Print only the line with "Every instance gets a single point. Point out the river in" and the lines after it, ending with the last line of the material, each exactly as it stands.

>> Begin Data excerpts

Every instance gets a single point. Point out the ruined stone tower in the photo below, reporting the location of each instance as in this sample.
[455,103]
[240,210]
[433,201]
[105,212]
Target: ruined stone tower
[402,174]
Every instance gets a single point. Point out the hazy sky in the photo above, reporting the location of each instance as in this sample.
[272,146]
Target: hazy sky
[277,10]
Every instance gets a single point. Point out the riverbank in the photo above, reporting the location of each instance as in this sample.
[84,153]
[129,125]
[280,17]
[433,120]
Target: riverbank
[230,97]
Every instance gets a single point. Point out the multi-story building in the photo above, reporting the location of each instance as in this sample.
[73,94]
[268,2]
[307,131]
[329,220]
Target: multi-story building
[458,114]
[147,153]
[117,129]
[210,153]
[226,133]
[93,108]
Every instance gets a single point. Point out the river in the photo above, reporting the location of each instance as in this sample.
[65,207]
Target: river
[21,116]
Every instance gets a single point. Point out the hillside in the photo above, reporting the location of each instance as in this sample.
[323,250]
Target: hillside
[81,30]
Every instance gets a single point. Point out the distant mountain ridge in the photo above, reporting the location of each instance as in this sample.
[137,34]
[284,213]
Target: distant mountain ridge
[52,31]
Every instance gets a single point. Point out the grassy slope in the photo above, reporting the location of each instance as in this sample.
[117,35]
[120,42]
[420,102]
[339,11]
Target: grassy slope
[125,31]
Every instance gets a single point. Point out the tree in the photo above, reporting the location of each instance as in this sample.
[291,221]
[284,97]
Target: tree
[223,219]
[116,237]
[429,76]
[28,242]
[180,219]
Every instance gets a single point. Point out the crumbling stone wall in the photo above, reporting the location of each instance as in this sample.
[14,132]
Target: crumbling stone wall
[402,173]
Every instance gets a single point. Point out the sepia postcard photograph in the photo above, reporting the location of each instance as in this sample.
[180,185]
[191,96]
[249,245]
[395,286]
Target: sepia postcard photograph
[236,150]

>> End Data excerpts

__The reply__:
Every instance gets a single point. Point out the river in the photo above, reporting the location of each instance as in this sample.
[65,207]
Target: river
[21,116]
Every instance gets a single point. Point out the hillside in the photo above, reporting the location of each instance as in this sample.
[323,250]
Target: hillside
[81,30]
Every instance gets a single point. Point out the distant mountain ridge in the photo above, reporting the location of each instance as in this sample.
[137,34]
[284,213]
Target: distant mountain ridge
[52,31]
Every instance gets a single point. Point out the grassy slope in the photo above, reporting the location of each instance as in this sample.
[117,35]
[120,42]
[420,102]
[339,11]
Target: grassy slope
[125,31]
Every instance gets a single point. Point out the tree in the photo above, reporting the location of each instance as in this sample.
[291,221]
[284,97]
Target: tree
[223,219]
[116,237]
[429,76]
[28,242]
[180,219]
Every instance gets a single point. Point out the crumbling stone wall in the photo above, reporting the location of each instance as in this sample.
[14,132]
Target: crumbling stone wall
[402,173]
Every instance gets a single point. Point out the sepia postcard photograph in the photo above, reporting the location of each instance as in this sample.
[180,185]
[191,96]
[249,245]
[395,286]
Target: sepia postcard photograph
[236,150]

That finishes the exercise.